▶ _Given instruction 1_
In the entries below, pull out the part that begins with the line containing "Task: point to every instance of the lamp" and runs through the end of the entries, and reproduce those lines word for word.

═════ Page ═════

Considering that in part d it was found that average lung capacity increases with age & that a smaller proportion of younger individuals in the sample smoked than the older students, one possible explanation for the finding in 1c is that the higher mean lung capacity for smokers overall in the sample could be due to a higher age of smokers in the sample, not due to smoking.

It is worth noting also that the sample smoking & nonsmoking mean lung capacity are closer to the mean lung capacity of the 13 & younger & 14-15 year old age groups, reflecting the larger number of younger folks in the sample compare.

For fun, I calculated the mean age for smokers & non smokers in the sample, and smokers indeed were older with a mean age of 14.8, compared to a mean non-smoker age of 12.03.

Code
#Mean age smoker vs. non-smoker
df %>%
  group_by(`Smoke`) %>%
  select(`Smoke`, `Age`) %>%
  summarise_all(mean, na.rm = TRUE)

═════

▶ _Given instruction 2_
According to the lung capacity text, what mean age was calculated for the smokers in the sample?

═════ Data shown ═════

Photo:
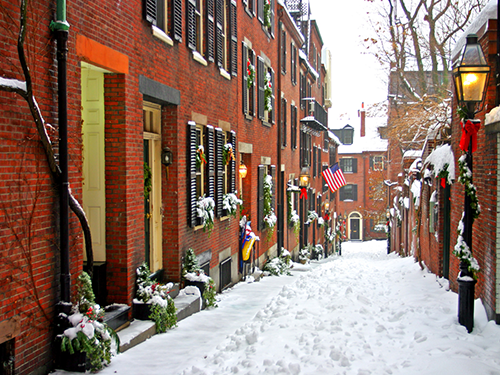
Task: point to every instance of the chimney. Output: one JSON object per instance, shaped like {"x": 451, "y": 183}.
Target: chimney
{"x": 362, "y": 115}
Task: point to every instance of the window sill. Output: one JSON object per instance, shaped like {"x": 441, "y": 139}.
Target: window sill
{"x": 160, "y": 34}
{"x": 225, "y": 74}
{"x": 199, "y": 58}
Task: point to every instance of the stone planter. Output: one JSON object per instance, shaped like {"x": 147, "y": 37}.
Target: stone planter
{"x": 141, "y": 311}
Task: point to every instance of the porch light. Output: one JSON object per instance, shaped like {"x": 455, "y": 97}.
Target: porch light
{"x": 242, "y": 170}
{"x": 471, "y": 75}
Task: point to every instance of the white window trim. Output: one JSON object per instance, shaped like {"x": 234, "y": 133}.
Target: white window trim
{"x": 160, "y": 34}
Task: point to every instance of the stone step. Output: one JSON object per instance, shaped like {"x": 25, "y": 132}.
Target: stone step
{"x": 140, "y": 330}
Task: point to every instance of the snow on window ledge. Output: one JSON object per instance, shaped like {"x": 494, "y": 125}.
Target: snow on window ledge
{"x": 160, "y": 34}
{"x": 199, "y": 58}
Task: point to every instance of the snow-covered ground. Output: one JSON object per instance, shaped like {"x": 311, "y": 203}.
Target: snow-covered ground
{"x": 365, "y": 312}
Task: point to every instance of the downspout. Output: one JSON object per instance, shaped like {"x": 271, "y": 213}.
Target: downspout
{"x": 61, "y": 27}
{"x": 281, "y": 216}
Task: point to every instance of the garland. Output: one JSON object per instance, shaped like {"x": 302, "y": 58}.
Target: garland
{"x": 268, "y": 92}
{"x": 200, "y": 156}
{"x": 269, "y": 216}
{"x": 250, "y": 74}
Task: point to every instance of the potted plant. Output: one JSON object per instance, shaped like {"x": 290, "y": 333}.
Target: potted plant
{"x": 88, "y": 343}
{"x": 153, "y": 301}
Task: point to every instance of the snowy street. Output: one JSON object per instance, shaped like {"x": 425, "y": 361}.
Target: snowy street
{"x": 365, "y": 312}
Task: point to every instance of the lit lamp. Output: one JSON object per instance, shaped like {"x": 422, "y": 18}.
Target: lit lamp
{"x": 471, "y": 78}
{"x": 243, "y": 170}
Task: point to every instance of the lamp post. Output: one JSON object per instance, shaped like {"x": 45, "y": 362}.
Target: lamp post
{"x": 303, "y": 185}
{"x": 471, "y": 78}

═════

▶ _Full response 1_
Task: point to every instance of the lamp post. Output: one JSON object per instance, shaped like {"x": 45, "y": 362}.
Target: lamp post
{"x": 303, "y": 185}
{"x": 471, "y": 78}

▶ _Full response 2_
The smokers in the sample had a mean age of 14.8.